EXERCISE BRIEF: Gather every row below that contains the string "road" and copy each of those rows in full. Letter case matters.

Position identification records:
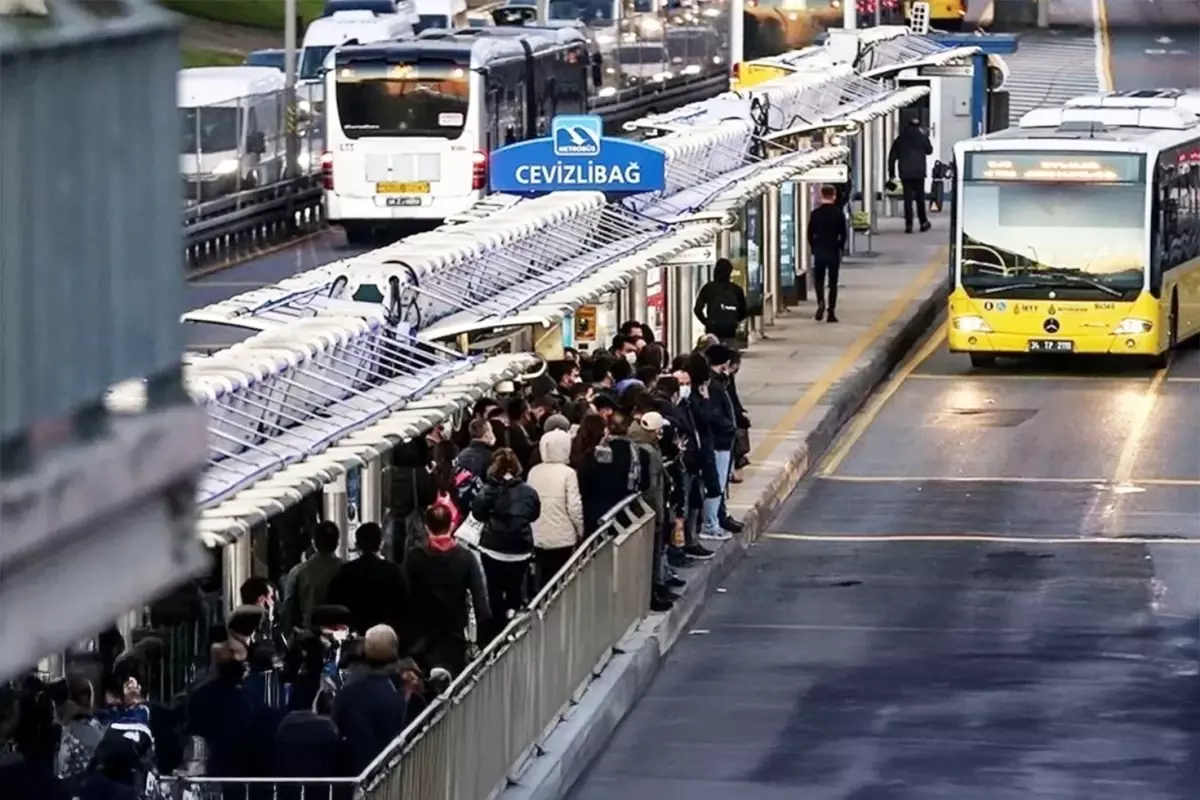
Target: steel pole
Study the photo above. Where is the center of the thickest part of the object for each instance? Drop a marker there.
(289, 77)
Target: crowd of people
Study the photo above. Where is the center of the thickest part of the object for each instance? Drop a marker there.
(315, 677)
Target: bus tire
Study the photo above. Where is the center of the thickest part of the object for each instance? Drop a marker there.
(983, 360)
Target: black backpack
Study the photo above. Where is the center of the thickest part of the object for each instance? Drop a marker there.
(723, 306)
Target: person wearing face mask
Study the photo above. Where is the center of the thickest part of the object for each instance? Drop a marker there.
==
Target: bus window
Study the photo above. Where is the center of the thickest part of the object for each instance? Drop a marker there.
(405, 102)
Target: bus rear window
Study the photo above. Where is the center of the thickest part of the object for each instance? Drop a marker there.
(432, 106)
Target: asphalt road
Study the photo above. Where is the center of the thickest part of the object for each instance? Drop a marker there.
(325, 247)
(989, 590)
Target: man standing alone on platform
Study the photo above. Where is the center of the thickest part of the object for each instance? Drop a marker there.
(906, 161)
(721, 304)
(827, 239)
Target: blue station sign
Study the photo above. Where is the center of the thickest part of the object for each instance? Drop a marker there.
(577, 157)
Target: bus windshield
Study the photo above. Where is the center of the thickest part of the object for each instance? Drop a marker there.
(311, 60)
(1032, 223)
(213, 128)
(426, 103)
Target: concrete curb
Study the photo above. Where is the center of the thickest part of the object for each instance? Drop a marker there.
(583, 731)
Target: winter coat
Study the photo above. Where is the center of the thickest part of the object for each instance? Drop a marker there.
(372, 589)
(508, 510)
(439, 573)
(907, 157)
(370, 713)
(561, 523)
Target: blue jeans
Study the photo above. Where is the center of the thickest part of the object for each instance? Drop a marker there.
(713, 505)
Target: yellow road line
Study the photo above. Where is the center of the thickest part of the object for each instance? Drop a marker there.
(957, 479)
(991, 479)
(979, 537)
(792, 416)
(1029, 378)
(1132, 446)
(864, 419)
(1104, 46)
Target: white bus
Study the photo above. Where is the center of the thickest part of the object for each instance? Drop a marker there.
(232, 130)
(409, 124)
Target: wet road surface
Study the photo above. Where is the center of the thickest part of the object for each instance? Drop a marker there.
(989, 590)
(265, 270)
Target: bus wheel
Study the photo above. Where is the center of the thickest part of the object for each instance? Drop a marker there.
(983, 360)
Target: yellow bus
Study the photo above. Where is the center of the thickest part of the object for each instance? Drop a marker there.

SOLUTION FOR THIS EXERCISE:
Target: asphalt road
Target: yellow road line
Target: wet road surface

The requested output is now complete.